((

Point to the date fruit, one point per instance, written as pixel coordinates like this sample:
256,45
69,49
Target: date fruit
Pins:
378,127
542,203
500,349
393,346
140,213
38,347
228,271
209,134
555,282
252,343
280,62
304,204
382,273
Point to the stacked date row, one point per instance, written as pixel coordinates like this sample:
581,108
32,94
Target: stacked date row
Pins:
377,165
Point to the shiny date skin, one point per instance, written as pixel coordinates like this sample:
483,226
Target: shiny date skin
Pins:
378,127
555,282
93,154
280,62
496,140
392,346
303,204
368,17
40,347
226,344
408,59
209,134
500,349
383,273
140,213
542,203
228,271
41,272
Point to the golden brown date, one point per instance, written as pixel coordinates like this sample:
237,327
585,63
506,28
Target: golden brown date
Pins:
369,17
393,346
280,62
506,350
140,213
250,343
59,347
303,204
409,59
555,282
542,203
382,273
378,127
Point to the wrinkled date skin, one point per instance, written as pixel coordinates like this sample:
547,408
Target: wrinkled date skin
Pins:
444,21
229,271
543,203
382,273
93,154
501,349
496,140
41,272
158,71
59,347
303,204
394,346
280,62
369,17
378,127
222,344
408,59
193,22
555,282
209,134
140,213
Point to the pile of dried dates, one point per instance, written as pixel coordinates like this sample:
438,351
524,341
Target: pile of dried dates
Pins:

))

• _Directions_: Render each line of the items above as a Markdown table with the columns Index and Line, numbering the rows in order and omitting blank lines.

• _The reply_:
| Index | Line |
|---|---|
| 1 | Point to the date fruit, one point per instance, written as pixel coordinates like this sample: |
| 2 | 256,45 |
| 3 | 69,49 |
| 4 | Target: date fruit |
| 5 | Pins: |
| 6 | 378,127 |
| 7 | 542,203 |
| 8 | 500,349 |
| 9 | 393,346 |
| 10 | 140,213 |
| 11 | 38,347 |
| 12 | 228,271 |
| 13 | 209,134 |
| 14 | 555,282 |
| 15 | 252,343 |
| 16 | 280,62 |
| 17 | 304,204 |
| 18 | 382,273 |
| 19 | Point to the stacked date row, one point per instance, written as pixel coordinates like this sample: |
| 20 | 581,108 |
| 21 | 32,94 |
| 22 | Target: stacked date row |
| 23 | Pins: |
| 24 | 377,165 |
| 25 | Point to the shiny date skin, one point per instance, written as pixel coordinates like this sample: |
| 26 | 483,226 |
| 27 | Target: shiny date skin |
| 28 | Pins: |
| 29 | 378,127 |
| 30 | 555,282 |
| 31 | 93,154 |
| 32 | 280,62 |
| 33 | 496,140 |
| 34 | 392,346 |
| 35 | 303,204 |
| 36 | 368,17 |
| 37 | 40,347 |
| 38 | 226,344 |
| 39 | 408,59 |
| 40 | 209,134 |
| 41 | 500,349 |
| 42 | 383,273 |
| 43 | 140,213 |
| 44 | 542,203 |
| 45 | 228,271 |
| 46 | 41,272 |
| 47 | Point to the golden brown date, one point per instance, written as pixel coordinates like this sample: |
| 48 | 237,327 |
| 49 | 585,63 |
| 50 | 506,28 |
| 51 | Target: golden brown date |
| 52 | Pins: |
| 53 | 369,17 |
| 54 | 393,346 |
| 55 | 280,62 |
| 56 | 506,350 |
| 57 | 140,213 |
| 58 | 250,343 |
| 59 | 59,347 |
| 60 | 303,204 |
| 61 | 409,59 |
| 62 | 555,282 |
| 63 | 542,203 |
| 64 | 382,273 |
| 65 | 378,127 |
| 66 | Point to the wrinkled date skin, one point per instance, written as pixel coordinates like this sample: |
| 67 | 547,408 |
| 68 | Target: wrinkled date skin |
| 69 | Pins: |
| 70 | 444,21 |
| 71 | 229,271 |
| 72 | 543,203 |
| 73 | 382,273 |
| 74 | 93,154 |
| 75 | 501,349 |
| 76 | 496,140 |
| 77 | 41,272 |
| 78 | 158,71 |
| 79 | 59,347 |
| 80 | 303,204 |
| 81 | 394,346 |
| 82 | 280,62 |
| 83 | 369,17 |
| 84 | 378,127 |
| 85 | 222,344 |
| 86 | 408,59 |
| 87 | 193,22 |
| 88 | 555,282 |
| 89 | 209,134 |
| 90 | 140,213 |
| 91 | Point to the pile of dried dates, one point per instance, written as pixel coordinates like this sample: |
| 92 | 438,351 |
| 93 | 524,341 |
| 94 | Target: pile of dried dates |
| 95 | Pins: |